What the exercise asks:
Extend the post about getting a loose dog back without chasing it, picking up after its final tip on sitting with your back or side to the dog.

Text section:
● ● ● ● ●
Archive

Posts Tagged ‘dog safety’

Loose Dog? Don’t chase! Stop, Drop and Lie Down

June 1, 2014 449 comments

StopDropLieDown Have you ever had a dog escape your arms or car or home? What is the first thing you do? If you’re like most people, you chase after them. They run and then you run. It seems almost instinctual, doesn’t it?

I’ve come to believe that it REALLY IS INSTINCT that takes over when we chase after our loose dog(s). It’s not just something we do when our own pets get loose, but something we do when a friend’s dog gets out of the house or when we see a stray dog running down the street or the highway. There is even a recent video showing police officers chasing after a dog on a highway in California. They never even had a chance of catching him. It was a losing proposition.

The problem with our first instinct (to chase) is that it rarely gets us closer to getting them. In fact, the more we run the more they run, and in most cases, they run even harder and faster. It must be pretty scary seeing a bunch of people chasing you. (Heck! It’s scary being a human and having a bunch of people chasing you! I would run too!)  I don’t imagine a dog is likely to stop and ask itself “Does that person mean me harm?” No. They’re probably thinking “I am in danger. I need to run!”

The truth is it can be pretty hard to go against the instinct to chase a loose dog, but we really must learn to so, because when we chase we risk putting ourselves and the loose pet in danger.

This past week, a lost dog was lost forever when a good samaritan gave chase. The person was only trying to help. They saw a lost dog and wanted to reunite him with his owners, but in giving chase, they put Marty in more danger and sadly, he was hit by a car and killed. I cannot imagine how the person chasing him must have felt. One never expects to do a good deed and end up feeling like they did the opposite. I feel badly for both Marty’s family and the good samaritan. How could the person chasing Marty know what would happen? He/She was doing what was instinctual.

But what is instinctual is exactly what is most likely to put the dog in more danger.

There are a great many things I learned while working at our local animal shelter, but among the most helpful were the tips we received on how to get a loose dog back once it has slipped its leash or collar. I thought it might be helpful to share them here in the hopes that it will prevent one more family and good samaritan from feeling the pain of what happened to Marty.  (Please note: These may not work with every dog, but they have worked with many.)

What to do if a dog gets loose:

  • Stop, drop and lie down – It might sound silly, but dogs find the behavior odd. When you don’t give chase and instead lie down and lie still, a dog will get curious and will often come back to see if you are okay or to see what you are doing.
  • Stop, drop, and curl into a ball – This is also a curious behavior for a dog. Because you are not moving and your hands are closely wrapped around your head, they see you as less of a threat and will come to check you out. This gives them a chance to sniff you and realize it’s you, their owner, or to allow you to pet them and grab their collar.
  • Run in the opposite direction – What? Run away from the dog? That’s right. Some dogs love a good chase. Instead of you chasing them, let them chase you. Even if the dog is not up for a good chase, he may be curious about your odd behavior and follow along until you can get him into a building or car or someplace where it is easier to corral him.
  • Sit down with your back  or side to the dog and wait – Again, dogs are thrown off by this odd behavior and will become curious and approach. The other advantage is that by sitting down with your side or back to them, you appear less threatening and they are more likely to approach. If you have good treats, place a few around you to draw them near.
● ● ● ● ●
Source data:
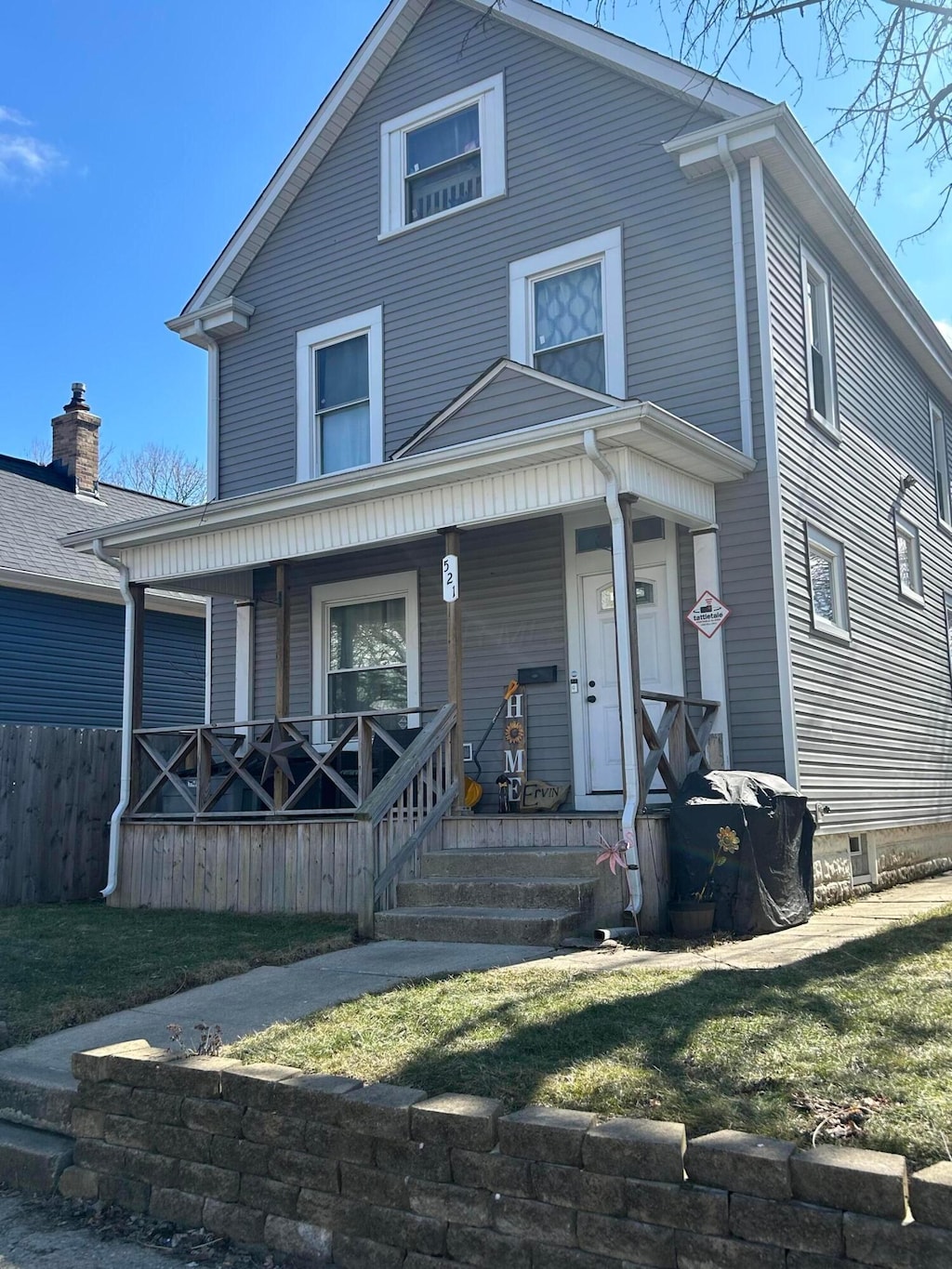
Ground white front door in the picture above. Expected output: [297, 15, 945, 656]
● ● ● ● ●
Result for this task:
  • Open a car door and ask the dog if she wants to go for a ride – It almost seems too simplistic and silly to be true, but many a dog has been fooled into hopping into a car because they were invited to go for a ride. It makes sense, especially if the dog has learned to associate the car with good things (e.g., the dog park).

Although it is no guarantee, I can tell you that I have seen nearly every one of these work with one of our shelter dogs. The key is to fight your instinct to chase the dog and do something that is not as instinctual.  Instead, do what seems counter-intuitive to both you and the dog.

Have you had luck catching a loose dog doing something counter-intuitive? Please share your own experience. I would love to learn from you too.

My condolences go out to Marty’s family and the person who tried to help. May what happened to Marty be a an inspiration and reminder to us all so we can help reunite other lost dogs and their owners in his name.

Note: If you are chasing down a dog that has been lost for a few days or more, then I would recommend your read my other post “Why your lost dog may not run back to you” for more tips on how to capture a lost dog.

Lost Dog _Marty

Advertisements

Rescues – Do you have a plan for finding your lost dogs?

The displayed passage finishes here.